• **SOURCE PASSAGE**
++++++++++

Difference between . and : in Lua

51,078

Solution 1

The colon is for implementing methods that pass self as the first parameter. So x:bar(3,4)should be the same as x.bar(x,3,4).

Solution 2

For definition it is exactly the same as specifying self manually - it will even produce same bytecode on compilation. I.e. function object:method(arg1, arg2) is same as function object.method(self, arg1, arg2).

On use : is almost the same as . - a special kind of call will be used internally to make sure object and any possible side-effects of calculations/access are calculated only once. Calling object:method(arg1, arg2) is otherwise same as object.method(object, arg1, arg2).

Solution 3

To be completely precise, obj:method(1, 2, 3) is the same as

do
  local _obj = obj
  _obj.method(_obj, 1, 2, 3)
end

Why the local variable? Because, as many have pointed out, obj:method() only indexes _ENV once to get obj. This normally just important when considering speed, but consider this situation:

local tab do
  local obj_local = { method = function(self, n) print n end }
  tab = setmetatable({}, {__index = function(idx)

++++++++++

• **REQUIREMENTS**
In the passage on Lua's dot and colon, what call is x:bar(3,4) said to be the same as?

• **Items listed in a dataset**
++++++++++

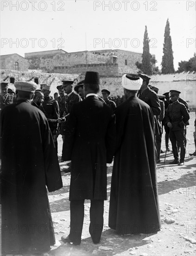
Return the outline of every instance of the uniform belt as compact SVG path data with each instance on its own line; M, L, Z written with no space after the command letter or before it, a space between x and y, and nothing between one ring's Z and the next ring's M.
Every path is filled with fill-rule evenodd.
M177 119L171 119L171 121L172 122L177 122L177 121L182 121L182 118L180 118L180 119L179 119L179 118L177 118Z

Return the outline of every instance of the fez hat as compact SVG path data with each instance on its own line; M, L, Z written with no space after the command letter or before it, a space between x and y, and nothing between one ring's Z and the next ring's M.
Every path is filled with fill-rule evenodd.
M143 80L137 74L127 74L122 77L122 86L131 91L139 90L142 84Z
M61 86L64 87L67 85L72 85L75 82L75 81L73 80L62 80L62 82L63 84Z
M177 96L179 96L180 94L181 93L181 92L176 91L176 90L170 90L170 93L171 95L177 95Z
M108 90L106 90L106 89L103 89L103 90L101 90L101 93L102 93L107 94L109 95L110 94L110 92L109 91L108 91Z
M8 82L1 82L0 83L1 89L5 90L5 89L7 89L8 88Z
M10 89L10 88L8 88L7 89L7 92L8 93L8 94L14 93L14 94L16 94L16 93L14 91L13 91L13 90L12 90L12 89Z
M58 86L57 86L57 89L59 91L61 91L63 89L63 86L62 85L58 85Z
M41 88L42 86L42 88ZM50 91L51 88L51 86L50 85L47 85L46 84L40 84L40 87L42 88L41 90L46 90L47 91Z
M155 86L152 86L152 89L153 89L153 90L155 92L155 93L156 93L157 94L158 93L158 92L159 91L159 88L157 88L157 87L155 87Z
M139 76L139 77L141 77L144 81L149 81L150 79L151 79L151 77L147 75L147 74L138 74L138 75Z
M158 99L164 99L165 98L165 95L158 94Z
M32 81L20 81L14 82L14 86L18 91L34 93L38 88L37 83Z
M83 86L84 85L84 80L82 80L82 81L80 81L80 82L79 82L74 87L74 90L76 92L78 92L78 89L80 88L80 87L82 87L83 88Z
M87 71L84 81L84 84L100 85L99 75L98 72Z

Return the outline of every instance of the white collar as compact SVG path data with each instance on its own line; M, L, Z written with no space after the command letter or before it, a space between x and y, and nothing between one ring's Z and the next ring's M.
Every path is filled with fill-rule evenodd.
M88 94L86 96L86 98L87 98L87 97L89 97L89 96L96 96L96 97L98 97L98 95L96 94Z
M74 91L72 91L71 93L70 93L70 94L67 94L67 96L69 97L69 96L70 96L71 95L71 94L73 93Z

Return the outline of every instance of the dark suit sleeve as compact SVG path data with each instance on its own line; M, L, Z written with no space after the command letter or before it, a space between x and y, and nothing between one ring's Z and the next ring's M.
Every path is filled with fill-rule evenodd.
M152 94L151 97L151 109L154 115L159 115L161 114L161 107L158 95L155 94Z
M106 135L107 150L107 162L111 163L114 155L116 140L115 115L111 115L109 122Z

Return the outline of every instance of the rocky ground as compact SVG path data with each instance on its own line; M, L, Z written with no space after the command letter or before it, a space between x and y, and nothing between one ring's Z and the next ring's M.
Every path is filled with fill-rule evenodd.
M94 244L89 233L90 201L85 203L85 218L82 241L79 246L64 243L61 237L70 230L70 175L63 170L67 168L60 163L63 187L49 194L49 201L57 241L51 254L64 255L195 255L196 245L196 160L189 153L195 151L193 136L195 114L190 113L190 125L187 129L187 146L185 165L171 165L172 153L168 152L165 165L164 154L157 166L161 230L156 234L119 236L108 226L109 193L112 167L107 169L107 201L105 201L104 226L100 243ZM164 137L164 134L163 135ZM61 148L62 141L59 140ZM164 150L164 141L162 149ZM171 146L170 144L170 147ZM59 156L61 152L59 152Z
M108 226L109 193L112 166L107 169L108 200L105 201L104 226L100 243L94 244L89 233L90 201L85 202L85 217L82 241L79 246L64 243L61 237L70 231L70 174L63 170L67 168L60 163L63 187L49 193L49 201L55 228L56 244L50 254L63 256L185 256L195 255L196 245L196 160L189 154L195 151L193 132L195 114L190 113L190 125L187 129L187 146L185 165L172 166L173 155L168 152L165 165L164 154L157 166L161 230L156 234L119 236ZM163 135L163 137L164 134ZM61 155L62 141L58 139ZM162 143L164 150L164 140ZM171 147L170 144L170 147Z

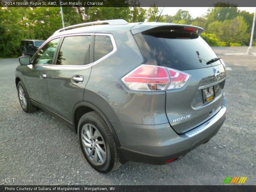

++++++++++

• **CORRECT ANSWER**
x.bar(x,3,4)